## SET PROBLEM
Rescale the lines running from the one holding "[locate] thatched roof" through the last line of the records, inclusive, and give only those lines, requests included, with every point coordinate in the answers multiplied by 0.5 and rounded to a whole number, halves rounding up. Leave the pictures out of your answer.
## start MATERIAL TO PROCESS
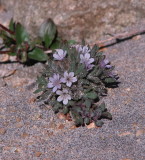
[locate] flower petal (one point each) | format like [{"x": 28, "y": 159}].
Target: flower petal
[
  {"x": 106, "y": 61},
  {"x": 50, "y": 85},
  {"x": 58, "y": 92},
  {"x": 87, "y": 56},
  {"x": 56, "y": 56},
  {"x": 60, "y": 98},
  {"x": 74, "y": 79},
  {"x": 54, "y": 89},
  {"x": 91, "y": 60},
  {"x": 68, "y": 97},
  {"x": 108, "y": 66},
  {"x": 65, "y": 101},
  {"x": 63, "y": 80},
  {"x": 65, "y": 74},
  {"x": 69, "y": 83},
  {"x": 51, "y": 79},
  {"x": 71, "y": 74}
]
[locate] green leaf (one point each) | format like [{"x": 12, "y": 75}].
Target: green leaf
[
  {"x": 48, "y": 32},
  {"x": 99, "y": 123},
  {"x": 38, "y": 55},
  {"x": 21, "y": 34},
  {"x": 91, "y": 95}
]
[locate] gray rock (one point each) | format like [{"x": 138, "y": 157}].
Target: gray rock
[{"x": 79, "y": 19}]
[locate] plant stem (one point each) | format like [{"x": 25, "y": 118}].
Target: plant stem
[{"x": 6, "y": 29}]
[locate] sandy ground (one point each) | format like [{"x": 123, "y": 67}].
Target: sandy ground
[{"x": 31, "y": 131}]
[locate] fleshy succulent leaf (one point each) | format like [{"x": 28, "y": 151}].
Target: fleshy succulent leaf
[
  {"x": 38, "y": 55},
  {"x": 21, "y": 34}
]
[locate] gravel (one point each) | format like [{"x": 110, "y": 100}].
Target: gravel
[{"x": 31, "y": 131}]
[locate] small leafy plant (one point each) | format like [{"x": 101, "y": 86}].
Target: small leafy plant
[
  {"x": 74, "y": 81},
  {"x": 15, "y": 41}
]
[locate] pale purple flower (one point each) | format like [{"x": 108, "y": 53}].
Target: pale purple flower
[
  {"x": 105, "y": 64},
  {"x": 54, "y": 82},
  {"x": 59, "y": 54},
  {"x": 87, "y": 61},
  {"x": 82, "y": 49},
  {"x": 69, "y": 78},
  {"x": 113, "y": 75},
  {"x": 63, "y": 96}
]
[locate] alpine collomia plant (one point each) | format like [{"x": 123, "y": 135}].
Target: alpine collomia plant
[{"x": 73, "y": 82}]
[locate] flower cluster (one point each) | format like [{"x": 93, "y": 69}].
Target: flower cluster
[
  {"x": 85, "y": 57},
  {"x": 75, "y": 80},
  {"x": 56, "y": 81}
]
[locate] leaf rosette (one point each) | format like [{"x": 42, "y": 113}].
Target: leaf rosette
[{"x": 74, "y": 81}]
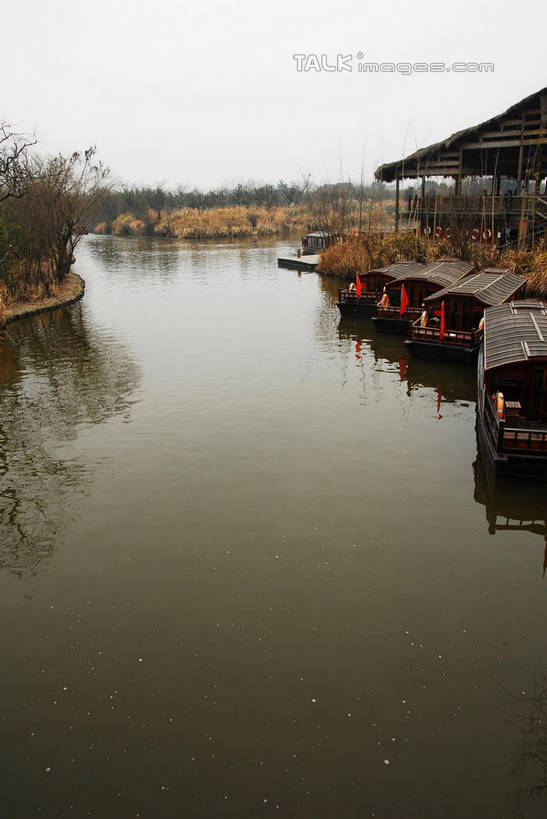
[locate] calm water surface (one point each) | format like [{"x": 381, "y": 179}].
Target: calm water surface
[{"x": 249, "y": 562}]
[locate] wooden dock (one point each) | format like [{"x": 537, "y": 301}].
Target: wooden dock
[{"x": 306, "y": 263}]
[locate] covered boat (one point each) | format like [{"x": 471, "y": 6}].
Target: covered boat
[
  {"x": 450, "y": 326},
  {"x": 372, "y": 284},
  {"x": 512, "y": 388},
  {"x": 403, "y": 300}
]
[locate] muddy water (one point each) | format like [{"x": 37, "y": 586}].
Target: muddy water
[{"x": 249, "y": 561}]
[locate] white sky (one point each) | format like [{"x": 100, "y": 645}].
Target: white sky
[{"x": 208, "y": 93}]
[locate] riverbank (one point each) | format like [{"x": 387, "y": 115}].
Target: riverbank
[{"x": 71, "y": 290}]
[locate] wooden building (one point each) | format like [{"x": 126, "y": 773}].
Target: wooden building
[
  {"x": 418, "y": 285},
  {"x": 463, "y": 304},
  {"x": 372, "y": 283},
  {"x": 512, "y": 388},
  {"x": 509, "y": 146}
]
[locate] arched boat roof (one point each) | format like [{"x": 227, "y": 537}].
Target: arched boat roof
[{"x": 515, "y": 332}]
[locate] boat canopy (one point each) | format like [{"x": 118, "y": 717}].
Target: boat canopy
[
  {"x": 491, "y": 287},
  {"x": 515, "y": 332}
]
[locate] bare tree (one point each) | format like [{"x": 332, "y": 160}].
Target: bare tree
[{"x": 14, "y": 160}]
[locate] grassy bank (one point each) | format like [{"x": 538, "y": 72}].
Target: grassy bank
[
  {"x": 68, "y": 291},
  {"x": 225, "y": 223},
  {"x": 359, "y": 254}
]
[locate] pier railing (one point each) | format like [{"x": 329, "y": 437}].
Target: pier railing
[{"x": 512, "y": 438}]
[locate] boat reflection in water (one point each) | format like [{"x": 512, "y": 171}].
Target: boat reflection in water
[
  {"x": 511, "y": 505},
  {"x": 452, "y": 383}
]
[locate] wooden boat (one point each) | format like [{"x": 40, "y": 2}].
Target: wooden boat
[
  {"x": 316, "y": 241},
  {"x": 512, "y": 428},
  {"x": 464, "y": 303},
  {"x": 373, "y": 283},
  {"x": 418, "y": 284}
]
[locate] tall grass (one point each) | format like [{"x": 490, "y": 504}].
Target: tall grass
[{"x": 362, "y": 253}]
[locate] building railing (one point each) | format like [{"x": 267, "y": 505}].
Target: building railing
[
  {"x": 524, "y": 438},
  {"x": 482, "y": 204}
]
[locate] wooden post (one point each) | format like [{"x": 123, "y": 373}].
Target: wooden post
[
  {"x": 519, "y": 171},
  {"x": 396, "y": 204}
]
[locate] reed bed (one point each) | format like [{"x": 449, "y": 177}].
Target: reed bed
[
  {"x": 361, "y": 253},
  {"x": 213, "y": 223}
]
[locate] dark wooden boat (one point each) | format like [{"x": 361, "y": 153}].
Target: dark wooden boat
[
  {"x": 464, "y": 305},
  {"x": 418, "y": 284},
  {"x": 373, "y": 283},
  {"x": 513, "y": 361},
  {"x": 316, "y": 241}
]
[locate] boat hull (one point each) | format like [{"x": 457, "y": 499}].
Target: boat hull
[
  {"x": 509, "y": 463},
  {"x": 391, "y": 325},
  {"x": 356, "y": 309},
  {"x": 456, "y": 353}
]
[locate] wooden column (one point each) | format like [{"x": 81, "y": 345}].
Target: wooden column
[
  {"x": 459, "y": 176},
  {"x": 519, "y": 171},
  {"x": 396, "y": 204}
]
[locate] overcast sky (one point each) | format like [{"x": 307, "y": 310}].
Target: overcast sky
[{"x": 209, "y": 93}]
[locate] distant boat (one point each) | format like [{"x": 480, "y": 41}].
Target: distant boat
[
  {"x": 373, "y": 283},
  {"x": 316, "y": 241},
  {"x": 418, "y": 285},
  {"x": 463, "y": 303},
  {"x": 512, "y": 388}
]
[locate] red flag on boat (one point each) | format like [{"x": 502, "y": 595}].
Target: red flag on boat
[
  {"x": 441, "y": 331},
  {"x": 405, "y": 301}
]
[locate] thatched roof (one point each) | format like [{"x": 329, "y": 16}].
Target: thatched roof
[{"x": 426, "y": 161}]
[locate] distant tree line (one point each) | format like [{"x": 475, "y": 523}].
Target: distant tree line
[{"x": 139, "y": 201}]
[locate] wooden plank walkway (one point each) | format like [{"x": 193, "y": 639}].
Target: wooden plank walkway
[{"x": 307, "y": 263}]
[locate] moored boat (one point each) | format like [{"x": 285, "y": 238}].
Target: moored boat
[
  {"x": 512, "y": 388},
  {"x": 450, "y": 326},
  {"x": 315, "y": 241},
  {"x": 402, "y": 302},
  {"x": 372, "y": 284}
]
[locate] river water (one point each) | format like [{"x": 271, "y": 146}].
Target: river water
[{"x": 249, "y": 562}]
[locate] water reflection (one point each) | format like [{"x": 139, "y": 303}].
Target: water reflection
[
  {"x": 530, "y": 768},
  {"x": 510, "y": 505},
  {"x": 387, "y": 351},
  {"x": 57, "y": 373},
  {"x": 140, "y": 255}
]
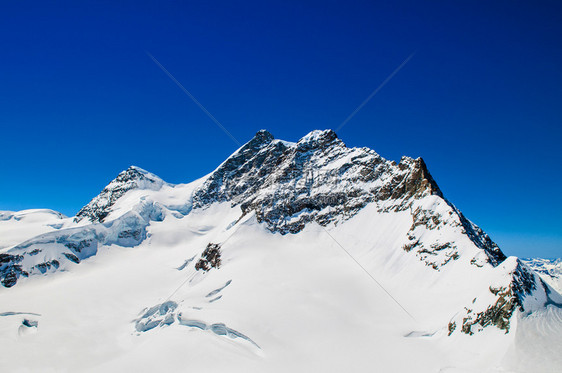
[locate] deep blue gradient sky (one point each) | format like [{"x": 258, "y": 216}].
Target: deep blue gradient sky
## end MATERIAL TO PROCESS
## FINAL RESULT
[locate] thatched roof (one point each) | format like [{"x": 329, "y": 16}].
Target: thatched roof
[{"x": 213, "y": 81}]
[locate] distant tree line (one point each) | format like [{"x": 475, "y": 523}].
Target: distant tree line
[{"x": 70, "y": 101}]
[locate] wooden plank walkway (one point each) | format like [{"x": 193, "y": 639}].
Target: wooden plank walkway
[{"x": 154, "y": 132}]
[locate] moored boat (one point each) | format like [{"x": 285, "y": 238}].
Target: moored boat
[
  {"x": 256, "y": 194},
  {"x": 225, "y": 163},
  {"x": 158, "y": 121},
  {"x": 201, "y": 151},
  {"x": 186, "y": 142}
]
[locate] river water (one point each) | format like [{"x": 271, "y": 146}].
Target: river water
[{"x": 125, "y": 281}]
[locate] water reflection (one point each) | format like [{"x": 139, "y": 303}].
Target: water reflection
[
  {"x": 265, "y": 384},
  {"x": 255, "y": 253},
  {"x": 194, "y": 176},
  {"x": 29, "y": 187},
  {"x": 70, "y": 128}
]
[locate] deep blue gradient sky (one point each) | format like [{"x": 258, "y": 216}].
Target: deep blue gradient sky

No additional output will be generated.